### MATERIAL FOR THE TASK

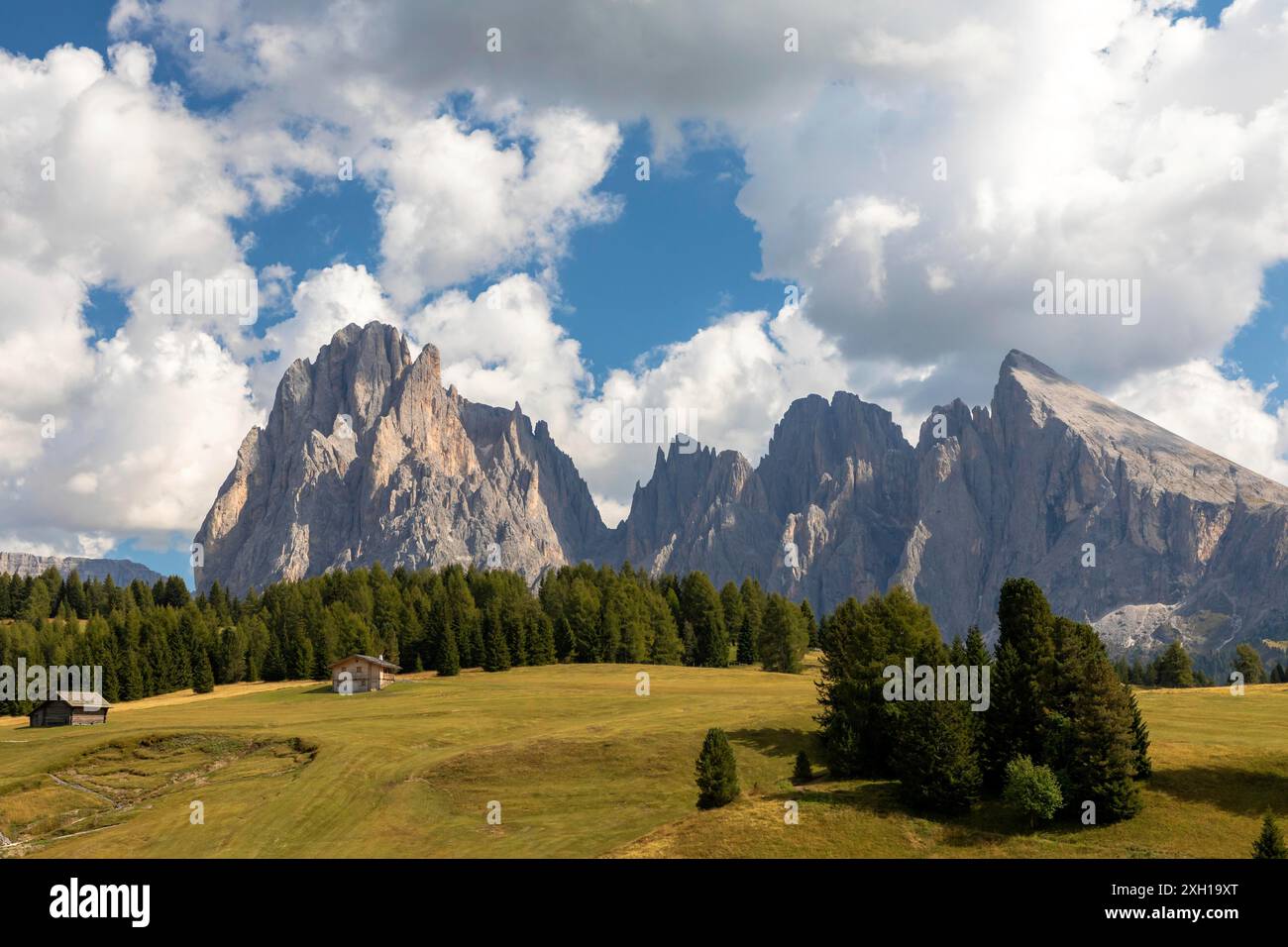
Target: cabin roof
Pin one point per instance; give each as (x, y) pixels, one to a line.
(76, 698)
(378, 661)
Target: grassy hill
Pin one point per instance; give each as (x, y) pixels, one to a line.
(581, 767)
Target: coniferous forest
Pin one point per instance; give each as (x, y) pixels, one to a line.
(158, 639)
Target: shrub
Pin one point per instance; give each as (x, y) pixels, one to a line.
(804, 772)
(1031, 789)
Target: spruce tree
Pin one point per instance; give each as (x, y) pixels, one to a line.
(934, 757)
(1173, 668)
(1140, 738)
(1103, 759)
(496, 654)
(449, 660)
(977, 652)
(716, 771)
(205, 677)
(1021, 680)
(703, 613)
(752, 616)
(782, 637)
(803, 771)
(542, 644)
(810, 624)
(1270, 843)
(1247, 663)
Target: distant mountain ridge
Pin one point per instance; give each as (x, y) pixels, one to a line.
(123, 571)
(1185, 543)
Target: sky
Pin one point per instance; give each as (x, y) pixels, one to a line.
(866, 211)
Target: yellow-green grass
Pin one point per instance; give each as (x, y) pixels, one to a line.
(580, 766)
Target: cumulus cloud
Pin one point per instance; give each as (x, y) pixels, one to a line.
(115, 184)
(913, 171)
(1229, 416)
(458, 202)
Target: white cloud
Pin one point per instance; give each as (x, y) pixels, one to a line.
(134, 188)
(1229, 416)
(1098, 138)
(458, 202)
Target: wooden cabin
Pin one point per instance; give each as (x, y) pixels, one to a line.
(69, 709)
(365, 673)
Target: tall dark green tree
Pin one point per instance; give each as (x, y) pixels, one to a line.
(204, 680)
(782, 638)
(1247, 663)
(859, 642)
(1270, 843)
(1021, 680)
(934, 755)
(496, 655)
(447, 659)
(810, 624)
(1173, 667)
(1140, 738)
(716, 771)
(702, 612)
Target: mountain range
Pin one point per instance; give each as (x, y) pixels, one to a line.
(366, 458)
(123, 571)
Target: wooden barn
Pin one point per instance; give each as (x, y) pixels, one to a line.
(365, 673)
(69, 709)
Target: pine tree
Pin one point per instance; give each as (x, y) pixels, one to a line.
(1140, 738)
(803, 771)
(1248, 664)
(752, 616)
(1270, 843)
(1173, 668)
(782, 638)
(1021, 680)
(934, 755)
(542, 648)
(716, 771)
(810, 624)
(496, 652)
(1103, 759)
(730, 605)
(449, 659)
(205, 676)
(702, 612)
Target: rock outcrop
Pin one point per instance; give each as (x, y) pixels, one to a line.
(123, 571)
(366, 458)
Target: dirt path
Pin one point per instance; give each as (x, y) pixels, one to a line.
(84, 789)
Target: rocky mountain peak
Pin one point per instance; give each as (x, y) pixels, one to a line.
(1122, 522)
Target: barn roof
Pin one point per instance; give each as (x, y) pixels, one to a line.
(77, 698)
(378, 661)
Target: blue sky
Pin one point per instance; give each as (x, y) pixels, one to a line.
(678, 258)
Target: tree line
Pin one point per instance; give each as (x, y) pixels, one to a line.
(158, 639)
(1060, 731)
(1175, 667)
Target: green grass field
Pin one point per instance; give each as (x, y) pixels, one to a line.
(580, 766)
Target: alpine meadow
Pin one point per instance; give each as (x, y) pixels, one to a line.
(603, 438)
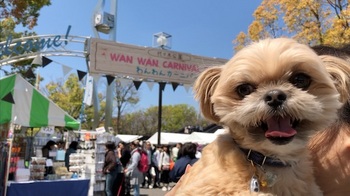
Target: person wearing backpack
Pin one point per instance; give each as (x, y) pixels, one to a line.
(132, 170)
(164, 168)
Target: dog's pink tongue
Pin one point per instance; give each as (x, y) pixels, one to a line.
(279, 127)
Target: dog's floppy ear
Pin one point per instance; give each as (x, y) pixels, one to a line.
(204, 88)
(339, 69)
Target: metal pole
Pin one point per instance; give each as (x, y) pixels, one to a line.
(160, 112)
(111, 87)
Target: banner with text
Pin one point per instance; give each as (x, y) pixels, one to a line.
(111, 58)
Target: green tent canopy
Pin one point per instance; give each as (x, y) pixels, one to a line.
(22, 104)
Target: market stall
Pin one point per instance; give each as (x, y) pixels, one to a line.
(22, 107)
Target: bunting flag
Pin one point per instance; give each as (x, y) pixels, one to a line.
(124, 82)
(30, 108)
(150, 85)
(175, 85)
(110, 79)
(29, 73)
(81, 74)
(187, 87)
(162, 85)
(37, 60)
(8, 98)
(45, 61)
(66, 70)
(137, 84)
(96, 77)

### WORK TO BE COMPLETED
Return the material word for word. Pictures are not part of the copy.

### THE RESULT
Target: cabin roof
Pin one point per instance; give each as (x, y) pixels, one to a line.
(76, 698)
(378, 661)
Target: grassy hill
Pin one point per instance; give each as (x, y) pixels, one to a line.
(581, 767)
Target: coniferous forest
Pin one point per instance; give each as (x, y) pixels, one to a line.
(158, 639)
Target: shrub
Pin one point per instance; give each as (x, y) pixels, one to a line.
(804, 772)
(1031, 789)
Target: spruce tree
Pin one point per instance; give each as (x, y) pixels, one to a line.
(934, 757)
(1173, 668)
(1140, 738)
(1103, 759)
(496, 654)
(449, 660)
(977, 652)
(716, 771)
(205, 677)
(1021, 680)
(703, 613)
(752, 616)
(782, 637)
(803, 771)
(542, 644)
(810, 624)
(1270, 843)
(1247, 663)
Target: distant mountain ridge
Pin one point per instance; give each as (x, y) pixels, one to a line.
(123, 571)
(1185, 543)
Target: sky
Pin one point per instance; give each as (x, y) pixels, one to a line.
(866, 211)
Target: yellow-green grass
Pin one point per instance; give each as (x, y) pixels, one to a line.
(580, 766)
Target: cumulus cloud
Pin one point per instance; give each as (x, y) pixels, one to a line.
(115, 184)
(913, 171)
(1229, 416)
(458, 202)
Target: white cloud
Pin one point per instance; give each as (x, y) pixels, one to a line.
(134, 188)
(1229, 416)
(1098, 138)
(458, 202)
Target: wooden cabin
Pin one point per instance; give each as (x, y) pixels, one to a line.
(69, 709)
(365, 673)
Target: tall dark green tree
Pin one point per instance; give each as (x, y) pixels, one to a line.
(204, 680)
(782, 638)
(1247, 663)
(859, 642)
(1270, 843)
(1021, 680)
(934, 755)
(496, 655)
(447, 659)
(810, 624)
(1173, 667)
(1140, 738)
(716, 771)
(702, 612)
Target: mountain range
Pin one point per instance; give each as (x, y) pixels, one to a line.
(366, 458)
(123, 571)
Target: wooden barn
Pin one point per instance; give each as (x, y) pixels, one to a line.
(365, 673)
(69, 709)
Target: pine tree
Pin one point per instance; give each as (x, y) pixels, one to a line.
(1140, 738)
(803, 771)
(1248, 664)
(752, 616)
(1270, 843)
(1173, 668)
(782, 638)
(1021, 680)
(934, 755)
(542, 648)
(716, 771)
(810, 624)
(496, 652)
(1103, 759)
(730, 605)
(449, 659)
(205, 676)
(702, 612)
Target: rock outcrop
Pin one point per instance; give each as (x, y) pixels, one to a line.
(123, 571)
(366, 458)
Target: dirt path
Pin one point per instance; give each as (x, y) pixels, one to a line.
(84, 789)
Target: rocky mountain peak
Pin one point per instance; give each as (x, y) pixels, one to a line.
(1122, 522)
Target: barn roof
Pin one point per instance; give each as (x, y) pixels, one to a line.
(77, 698)
(378, 661)
Target: blue sky
Pin one point per instance; give each as (x, y) pixels, one to a line.
(678, 258)
Target: tree line
Pin one point per instance; give each as (x, y) pixels, one to a line.
(158, 639)
(1060, 731)
(1175, 667)
Target: green grass field
Pin one point per instance; give each as (x, y) pixels, one to a line.
(580, 766)
Target: alpine meadow
Pin one point per instance; give each as (x, y) pixels, one to a line.
(603, 438)
Target: person wearing backpack
Pin one point per instance; give each as (x, y) pixels, one to a line.
(132, 170)
(164, 168)
Target: dog's pink tongue
Pin one point per instance; give each as (x, y) pixels, one to a line.
(279, 127)
Target: dog's floppy ear
Pin one point per instance; give each as (x, y) pixels, one to a line.
(204, 88)
(339, 69)
Target: metal pole
Pin one point per instance; give each as (x, y) pixels, one to a line.
(160, 112)
(111, 87)
Target: banner with text
Pin one point per instance; give each as (x, y) pixels, one to a line.
(111, 58)
Target: green tent canopy
Pin one point per instance; give each as (x, y) pixels, one to a line.
(22, 104)
Target: market stall
Pin one point per instance; give each as (x, y) pixels, one to a line.
(22, 107)
Target: bunting flag
Pin one point per instance; give each as (x, y) pixels, one to a line.
(124, 82)
(30, 108)
(150, 85)
(175, 85)
(110, 79)
(29, 73)
(81, 74)
(187, 87)
(162, 85)
(37, 60)
(8, 98)
(45, 61)
(66, 70)
(137, 84)
(96, 77)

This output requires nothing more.